Start of EXCERPTED TEXT
Journal of Clinical and Cellular Immunology

Journal of Clinical and Cellular Immunology
Open Access

ISSN: 2155-9899

+44 1223 790975


Cyclo (His-Pro) Protects SOD1G93A Microglial Cells from Paraquat–Induced Toxicity

Silvia Grottelli, Ilaria Bellezza, Giulio Morozzi, Matthew J Peirce, Cristina Marchetti, Ivana Cacciatore, Egidia Costanzi and Alba Minelli

Cyclo (His-Pro), an endogenous cyclic dipeptide produced by the cleavage of the hypothalamic thyrotropin releasing hormone, crosses the blood brain barrier and improves recovery in models of traumatic injury to the brain and LPS-induced neuroinflammation. The protective effects are sustained by the ability of the cyclic dipeptide to interfere with the Nrf2–NF-κB signalling systems, the former governing the antioxidant and the latter the proinflammatory cellular response. Amyotrophic lateral sclerosis is a fatal disease which affects motor neurons and causes death of the patient from respiratory failure within a few years following diagnosis. Most patients suffer from sporadic amyotrophic lateral sclerosis, but about 5–10% of all amyotrophic lateral sclerosis cases can be attributed to familial forms, which are caused by mutations in the gene encoding for superoxide dismutase1. Transgenic mice overexpressing the human gene encoding for superoxide dismutase1 mutated in Gly93-Ala recapitulate several aspects of the disease. By exposing microglial cells overexpressing the mutated human gene superoxide dismutase1 to paraquat, we investigated whether cyclo (His-Pro) is able to alleviate the oxidative stress in a pathological environment. We found that cyclo (His-Pro) was effective in triggering, through Nrf2 activation, the antioxidant response which resulted primarily in the elevation of the intracellular glutathione levels. Intriguingly, we also found that cyclo (His-Pro) acts as a neurotrophic agent by inducing neuronal differentiation in PC12 cells.
End of EXCERPTED TEXT
Start of SUPPLIED INFORMATION
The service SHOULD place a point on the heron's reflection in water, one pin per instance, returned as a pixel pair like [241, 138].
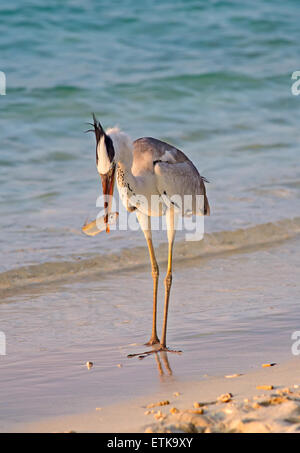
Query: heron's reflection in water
[163, 362]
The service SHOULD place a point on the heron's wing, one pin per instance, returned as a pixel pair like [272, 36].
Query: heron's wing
[147, 150]
[175, 174]
[181, 185]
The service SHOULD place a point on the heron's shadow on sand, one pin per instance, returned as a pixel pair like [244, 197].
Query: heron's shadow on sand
[162, 362]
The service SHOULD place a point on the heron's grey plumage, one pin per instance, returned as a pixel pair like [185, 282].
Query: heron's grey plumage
[173, 172]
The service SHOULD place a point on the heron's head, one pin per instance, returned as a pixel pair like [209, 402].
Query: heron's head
[112, 146]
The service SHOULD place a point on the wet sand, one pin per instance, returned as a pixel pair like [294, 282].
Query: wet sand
[228, 314]
[222, 404]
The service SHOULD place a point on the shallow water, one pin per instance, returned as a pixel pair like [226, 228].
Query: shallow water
[212, 78]
[227, 314]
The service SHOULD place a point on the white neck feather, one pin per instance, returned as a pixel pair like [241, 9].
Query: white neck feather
[123, 147]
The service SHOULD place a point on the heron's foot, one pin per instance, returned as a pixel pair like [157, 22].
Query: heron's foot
End of SUPPLIED INFORMATION
→ **TASK INSTRUCTIONS**
(a) According to the abstract, about what share of all amyotrophic lateral sclerosis cases come from familial forms?
(b) For each statement, say whether it agrees with the abstract: (i) Cyclo (His-Pro) comes from the cleavage of the hypothalamic thyrotropin releasing hormone. (ii) Most amyotrophic lateral sclerosis patients have a familial form of the disease. (iii) The antioxidant response set off by cyclo (His-Pro) mainly raised intracellular glutathione levels.
Work from the abstract alone.

→ **SOLUTIONS IN ORDER**
(a) About 5–10%.

(b)
(i) Yes: "produced by the cleavage of the hypothalamic thyrotropin releasing hormone"
(ii) No: "Most patients suffer from sporadic amyotrophic lateral sclerosis"
(iii) Yes: "resulted primarily in the elevation of the intracellular glutathione levels"